### STATED GOAL
Extract the complete data exactly as given.

[Position identification records]
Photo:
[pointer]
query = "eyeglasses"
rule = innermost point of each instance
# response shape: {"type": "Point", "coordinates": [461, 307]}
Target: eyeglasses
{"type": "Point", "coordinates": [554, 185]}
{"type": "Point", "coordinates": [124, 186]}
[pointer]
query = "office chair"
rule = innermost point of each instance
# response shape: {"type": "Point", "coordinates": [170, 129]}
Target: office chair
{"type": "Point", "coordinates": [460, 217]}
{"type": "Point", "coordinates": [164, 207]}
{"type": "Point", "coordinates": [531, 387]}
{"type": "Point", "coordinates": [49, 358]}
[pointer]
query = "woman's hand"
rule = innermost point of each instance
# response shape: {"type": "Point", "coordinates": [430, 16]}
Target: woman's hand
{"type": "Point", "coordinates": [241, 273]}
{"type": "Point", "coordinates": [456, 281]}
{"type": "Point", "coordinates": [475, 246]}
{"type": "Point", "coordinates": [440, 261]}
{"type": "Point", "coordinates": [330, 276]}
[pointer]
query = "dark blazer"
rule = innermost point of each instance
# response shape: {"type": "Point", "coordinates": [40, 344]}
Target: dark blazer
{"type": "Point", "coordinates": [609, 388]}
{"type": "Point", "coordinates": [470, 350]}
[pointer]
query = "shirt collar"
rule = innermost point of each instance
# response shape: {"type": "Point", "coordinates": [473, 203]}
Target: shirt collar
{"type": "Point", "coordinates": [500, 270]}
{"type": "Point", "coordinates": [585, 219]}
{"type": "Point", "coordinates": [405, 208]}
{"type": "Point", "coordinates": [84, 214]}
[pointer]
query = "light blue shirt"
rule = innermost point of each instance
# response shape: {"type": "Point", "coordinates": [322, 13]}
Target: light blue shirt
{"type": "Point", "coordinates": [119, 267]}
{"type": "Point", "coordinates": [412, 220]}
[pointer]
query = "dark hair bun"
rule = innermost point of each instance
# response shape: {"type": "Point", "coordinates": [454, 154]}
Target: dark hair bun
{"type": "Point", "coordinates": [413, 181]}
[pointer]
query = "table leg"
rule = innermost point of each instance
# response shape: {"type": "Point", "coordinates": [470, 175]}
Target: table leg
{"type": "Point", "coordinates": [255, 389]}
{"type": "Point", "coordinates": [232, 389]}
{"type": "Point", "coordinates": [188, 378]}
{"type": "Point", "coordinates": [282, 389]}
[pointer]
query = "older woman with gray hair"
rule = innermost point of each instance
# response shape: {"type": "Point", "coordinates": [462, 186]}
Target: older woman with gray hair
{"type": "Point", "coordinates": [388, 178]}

### RESPONSE TO THE TASK
Photo:
[pointer]
query = "eyeglasses"
rule = innermost point of each instance
# response shape: {"type": "Point", "coordinates": [461, 307]}
Target: eyeglasses
{"type": "Point", "coordinates": [554, 185]}
{"type": "Point", "coordinates": [124, 186]}
[pointer]
query = "office chair"
rule = innermost point of each instance
# response shape: {"type": "Point", "coordinates": [170, 129]}
Target: office chair
{"type": "Point", "coordinates": [460, 217]}
{"type": "Point", "coordinates": [164, 207]}
{"type": "Point", "coordinates": [531, 387]}
{"type": "Point", "coordinates": [49, 358]}
[pointer]
query = "woman's hand"
rule = innermost point of each instance
# response shape: {"type": "Point", "coordinates": [430, 16]}
Target: woman's hand
{"type": "Point", "coordinates": [241, 273]}
{"type": "Point", "coordinates": [456, 281]}
{"type": "Point", "coordinates": [475, 246]}
{"type": "Point", "coordinates": [440, 261]}
{"type": "Point", "coordinates": [330, 276]}
[pointer]
query = "dark blazer"
rule = innermost point of each instance
# response shape: {"type": "Point", "coordinates": [40, 344]}
Target: dark blazer
{"type": "Point", "coordinates": [609, 388]}
{"type": "Point", "coordinates": [470, 350]}
[pointer]
query = "shirt collar"
rule = innermost point of each instance
# response shape: {"type": "Point", "coordinates": [473, 203]}
Target: shirt collar
{"type": "Point", "coordinates": [500, 270]}
{"type": "Point", "coordinates": [585, 219]}
{"type": "Point", "coordinates": [405, 208]}
{"type": "Point", "coordinates": [84, 214]}
[pointer]
query = "light blue shirt"
rule = innermost point of each instance
# response shape: {"type": "Point", "coordinates": [322, 13]}
Target: light blue shirt
{"type": "Point", "coordinates": [119, 267]}
{"type": "Point", "coordinates": [412, 220]}
[pointer]
query = "dark hair bun"
rule = innermost point of each instance
# response shape: {"type": "Point", "coordinates": [454, 154]}
Target: dark hair bun
{"type": "Point", "coordinates": [413, 181]}
[pointer]
query = "table leg"
rule = innermost point of each instance
# response shape: {"type": "Point", "coordinates": [470, 175]}
Target: table leg
{"type": "Point", "coordinates": [255, 389]}
{"type": "Point", "coordinates": [232, 389]}
{"type": "Point", "coordinates": [188, 378]}
{"type": "Point", "coordinates": [282, 389]}
[pointer]
query = "older woman with gray hair"
rule = innermost point of each instance
# response shape: {"type": "Point", "coordinates": [462, 186]}
Target: older woman with gray hair
{"type": "Point", "coordinates": [388, 178]}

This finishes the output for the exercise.